- _Things to do_:
#1 In the pull request text below, rewrite the paragraph beginning "The change could theoretically" as a shorter version that keeps its main facts.
#2 From the pull request text below, write out the passage starting at "Improve compile and" and ending at "the test case.".

- _Excerpted text_:
━━━━━━━━━━━━━━━━━━━━━━━━━━━━━━

Improve compile and run- time of marray_* by reducing template instatiations (NFCI) by Maetveis · Pull Request #1173 · KhronosGroup/SYCL-CTS

Maetveis · 2026-01-21T10:04:24Z

Reduce the number of template instantiations in marray_operators.h by making the initial sequences and scalars runtime parameters instead of template parameters.

This reduces the number of SYCL kernels by 4x to 16x depending on the test case.

The change could theoretically decrease runtime performance, because the kernels now have to do runtime dispatch on the sequence initialization. It seems like that's not the case and runtime is also significantly improved, likely by reducing kernel JIT times.

These numbers are from a local run on an Intel PVC GPU. For the rows marked JIT, the tests were compiled with -fsycl-targets=spir64 and for AOT with -fsycl-targets=intel_gpu_pvc.

━━━━━━━━━━━━━━━━━━━━━━━━━━━━━━

- _Dataset extract_:

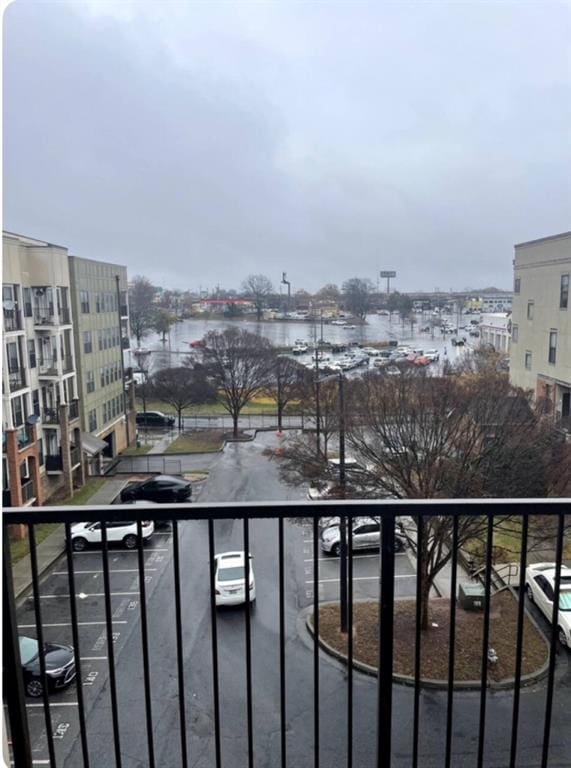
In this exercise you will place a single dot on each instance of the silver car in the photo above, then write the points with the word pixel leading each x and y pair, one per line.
pixel 366 535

━━━━━━━━━━━━━━━━━━━━━━━━━━━━━━

- _Correct answers_:
#1 Runtime dispatch for sequence initialization might in theory slow the kernels down. In practice runtime improved significantly, probably because JIT times dropped.

#2
Improve compile and run- time of marray_* by reducing template instatiations (NFCI) by Maetveis · Pull Request #1173 · KhronosGroup/SYCL-CTS

Maetveis · 2026-01-21T10:04:24Z

Reduce the number of template instantiations in marray_operators.h by making the initial sequences and scalars runtime parameters instead of template parameters.

This reduces the number of SYCL kernels by 4x to 16x depending on the test case.